§ Objective:
Copy out the lines between the one holding "Target: boy's dark hair" and the one holding "x=884, y=543", inclusive, swapping every "Format sample" for "Sample format" and leaving everything else as it is.

Dataset items:

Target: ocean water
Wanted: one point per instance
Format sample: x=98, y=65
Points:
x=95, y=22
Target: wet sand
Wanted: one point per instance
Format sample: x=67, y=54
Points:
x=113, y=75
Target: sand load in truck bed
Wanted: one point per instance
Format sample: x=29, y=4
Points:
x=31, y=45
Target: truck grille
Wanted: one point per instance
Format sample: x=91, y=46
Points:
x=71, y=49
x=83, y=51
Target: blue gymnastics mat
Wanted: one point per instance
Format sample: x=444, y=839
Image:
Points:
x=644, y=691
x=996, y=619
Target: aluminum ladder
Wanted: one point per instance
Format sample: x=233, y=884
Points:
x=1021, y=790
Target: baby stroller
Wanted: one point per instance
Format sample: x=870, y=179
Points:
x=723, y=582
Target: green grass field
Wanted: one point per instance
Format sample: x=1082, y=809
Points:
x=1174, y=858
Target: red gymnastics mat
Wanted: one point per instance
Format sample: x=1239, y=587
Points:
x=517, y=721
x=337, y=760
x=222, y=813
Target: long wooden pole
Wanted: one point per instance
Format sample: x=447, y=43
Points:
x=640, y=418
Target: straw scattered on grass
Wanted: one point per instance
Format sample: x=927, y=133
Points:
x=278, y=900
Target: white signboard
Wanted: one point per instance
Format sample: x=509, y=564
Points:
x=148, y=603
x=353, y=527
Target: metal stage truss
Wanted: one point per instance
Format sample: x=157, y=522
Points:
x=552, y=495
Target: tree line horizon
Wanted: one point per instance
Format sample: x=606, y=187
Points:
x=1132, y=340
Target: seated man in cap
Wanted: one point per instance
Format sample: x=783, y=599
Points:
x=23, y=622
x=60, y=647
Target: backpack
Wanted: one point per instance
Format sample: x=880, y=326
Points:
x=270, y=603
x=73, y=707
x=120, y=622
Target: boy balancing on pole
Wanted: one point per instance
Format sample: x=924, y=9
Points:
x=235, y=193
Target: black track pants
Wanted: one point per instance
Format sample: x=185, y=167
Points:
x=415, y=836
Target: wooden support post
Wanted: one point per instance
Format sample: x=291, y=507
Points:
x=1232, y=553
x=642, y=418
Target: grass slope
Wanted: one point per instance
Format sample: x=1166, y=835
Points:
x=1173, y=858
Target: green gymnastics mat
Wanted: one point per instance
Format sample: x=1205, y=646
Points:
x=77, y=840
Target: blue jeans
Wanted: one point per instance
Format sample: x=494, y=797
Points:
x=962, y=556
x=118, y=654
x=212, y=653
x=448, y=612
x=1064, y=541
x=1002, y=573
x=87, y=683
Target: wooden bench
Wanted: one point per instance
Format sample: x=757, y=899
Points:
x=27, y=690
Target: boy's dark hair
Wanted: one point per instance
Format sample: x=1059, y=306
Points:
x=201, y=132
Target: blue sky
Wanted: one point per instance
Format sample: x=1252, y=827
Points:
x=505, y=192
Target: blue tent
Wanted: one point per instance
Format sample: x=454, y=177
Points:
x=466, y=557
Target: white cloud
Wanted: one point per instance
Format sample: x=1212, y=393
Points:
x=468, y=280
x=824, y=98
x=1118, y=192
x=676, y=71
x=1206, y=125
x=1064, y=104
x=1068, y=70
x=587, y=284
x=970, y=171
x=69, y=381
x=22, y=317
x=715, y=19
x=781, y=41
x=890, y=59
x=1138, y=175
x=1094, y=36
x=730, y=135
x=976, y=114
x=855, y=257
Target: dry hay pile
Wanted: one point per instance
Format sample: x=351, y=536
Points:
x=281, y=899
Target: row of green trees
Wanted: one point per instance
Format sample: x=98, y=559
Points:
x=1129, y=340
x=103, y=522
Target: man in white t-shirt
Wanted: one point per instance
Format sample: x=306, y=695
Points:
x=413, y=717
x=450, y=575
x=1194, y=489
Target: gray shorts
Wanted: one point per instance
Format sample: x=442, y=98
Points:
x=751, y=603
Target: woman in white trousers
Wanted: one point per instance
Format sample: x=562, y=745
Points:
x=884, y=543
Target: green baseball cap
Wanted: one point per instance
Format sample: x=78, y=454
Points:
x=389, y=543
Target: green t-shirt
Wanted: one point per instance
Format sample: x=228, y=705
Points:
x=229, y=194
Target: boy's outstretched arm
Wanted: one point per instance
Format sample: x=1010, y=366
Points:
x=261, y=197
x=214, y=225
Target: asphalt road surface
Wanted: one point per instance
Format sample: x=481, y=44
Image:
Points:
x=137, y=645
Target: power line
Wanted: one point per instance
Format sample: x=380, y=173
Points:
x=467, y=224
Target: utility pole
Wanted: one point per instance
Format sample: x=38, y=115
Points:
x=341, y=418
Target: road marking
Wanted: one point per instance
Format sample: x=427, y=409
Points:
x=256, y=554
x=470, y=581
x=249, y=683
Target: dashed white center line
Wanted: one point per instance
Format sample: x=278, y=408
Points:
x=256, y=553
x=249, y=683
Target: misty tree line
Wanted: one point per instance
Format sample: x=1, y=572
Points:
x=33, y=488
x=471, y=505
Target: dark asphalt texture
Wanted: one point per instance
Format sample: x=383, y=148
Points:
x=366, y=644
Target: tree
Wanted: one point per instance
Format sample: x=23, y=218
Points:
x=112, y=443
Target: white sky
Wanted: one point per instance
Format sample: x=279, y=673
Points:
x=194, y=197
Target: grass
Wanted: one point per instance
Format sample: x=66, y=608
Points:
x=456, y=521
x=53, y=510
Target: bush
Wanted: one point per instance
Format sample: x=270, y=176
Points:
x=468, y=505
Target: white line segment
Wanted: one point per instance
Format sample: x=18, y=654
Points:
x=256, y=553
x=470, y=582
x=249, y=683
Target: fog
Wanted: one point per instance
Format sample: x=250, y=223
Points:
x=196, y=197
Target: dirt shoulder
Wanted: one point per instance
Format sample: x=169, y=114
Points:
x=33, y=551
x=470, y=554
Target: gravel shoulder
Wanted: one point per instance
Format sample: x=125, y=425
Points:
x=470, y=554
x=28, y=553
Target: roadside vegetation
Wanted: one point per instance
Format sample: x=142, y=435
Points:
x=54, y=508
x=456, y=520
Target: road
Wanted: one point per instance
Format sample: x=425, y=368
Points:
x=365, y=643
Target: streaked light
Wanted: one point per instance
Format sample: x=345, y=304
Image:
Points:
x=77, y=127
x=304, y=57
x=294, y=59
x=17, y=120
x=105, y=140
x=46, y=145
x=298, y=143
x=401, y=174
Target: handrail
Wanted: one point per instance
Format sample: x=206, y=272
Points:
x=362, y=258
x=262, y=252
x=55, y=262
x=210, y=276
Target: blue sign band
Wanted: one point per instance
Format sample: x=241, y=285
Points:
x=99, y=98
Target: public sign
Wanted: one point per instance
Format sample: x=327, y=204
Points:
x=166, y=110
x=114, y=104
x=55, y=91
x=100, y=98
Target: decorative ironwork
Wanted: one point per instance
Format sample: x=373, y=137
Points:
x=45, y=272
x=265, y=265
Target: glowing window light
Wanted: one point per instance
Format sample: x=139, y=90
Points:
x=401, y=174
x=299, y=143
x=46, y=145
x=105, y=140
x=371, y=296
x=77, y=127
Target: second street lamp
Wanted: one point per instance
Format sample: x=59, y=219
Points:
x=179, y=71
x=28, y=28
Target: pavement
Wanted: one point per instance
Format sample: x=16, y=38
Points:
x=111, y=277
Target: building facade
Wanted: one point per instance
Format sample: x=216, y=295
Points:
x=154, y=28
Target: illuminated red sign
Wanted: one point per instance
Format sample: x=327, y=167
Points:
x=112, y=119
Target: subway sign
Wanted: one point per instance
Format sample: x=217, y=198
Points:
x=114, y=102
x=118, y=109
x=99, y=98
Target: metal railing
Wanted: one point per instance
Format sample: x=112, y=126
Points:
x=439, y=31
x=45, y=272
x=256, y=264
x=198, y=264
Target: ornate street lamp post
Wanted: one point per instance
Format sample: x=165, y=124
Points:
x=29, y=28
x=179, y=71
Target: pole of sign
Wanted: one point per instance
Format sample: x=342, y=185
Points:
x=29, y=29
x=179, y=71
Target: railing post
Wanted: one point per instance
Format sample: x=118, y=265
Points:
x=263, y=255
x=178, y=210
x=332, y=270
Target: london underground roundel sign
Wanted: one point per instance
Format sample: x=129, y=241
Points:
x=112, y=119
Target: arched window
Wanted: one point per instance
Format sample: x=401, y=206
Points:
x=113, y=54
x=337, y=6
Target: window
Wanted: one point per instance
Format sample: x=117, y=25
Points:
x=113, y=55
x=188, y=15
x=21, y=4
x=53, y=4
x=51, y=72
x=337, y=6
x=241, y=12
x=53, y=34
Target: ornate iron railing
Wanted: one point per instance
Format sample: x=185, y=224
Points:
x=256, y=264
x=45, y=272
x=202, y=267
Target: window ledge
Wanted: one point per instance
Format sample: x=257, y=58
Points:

§ Reply:
Target: boy's dark hair
Wanted: one point per instance
Sample format: x=1059, y=306
Points:
x=201, y=132
Target: blue sky
Wanted: one point per instance
Sample format: x=1252, y=827
Points:
x=505, y=192
Target: blue tent
Wanted: one point per instance
Sample format: x=454, y=177
Points:
x=466, y=557
Target: white cloud
Wanted: one point per instance
Sample format: x=1212, y=393
Points:
x=468, y=280
x=824, y=98
x=1118, y=192
x=676, y=71
x=1206, y=125
x=1064, y=104
x=1068, y=70
x=587, y=284
x=970, y=171
x=69, y=381
x=22, y=317
x=715, y=19
x=781, y=41
x=890, y=59
x=1138, y=175
x=1094, y=36
x=730, y=135
x=976, y=114
x=855, y=257
Target: dry hay pile
Wanted: one point per instance
Sample format: x=351, y=536
Points:
x=281, y=899
Target: row of green trees
Wanted: one point per instance
Sample format: x=98, y=559
Points:
x=1129, y=340
x=103, y=522
Target: man in white t-shirt
Wanted: one point per instance
Sample format: x=306, y=695
Points:
x=413, y=717
x=450, y=575
x=1194, y=489
Target: gray shorts
Wanted: one point per instance
Sample format: x=442, y=98
Points:
x=751, y=603
Target: woman in white trousers
Wanted: one point per instance
Sample format: x=562, y=745
Points:
x=884, y=543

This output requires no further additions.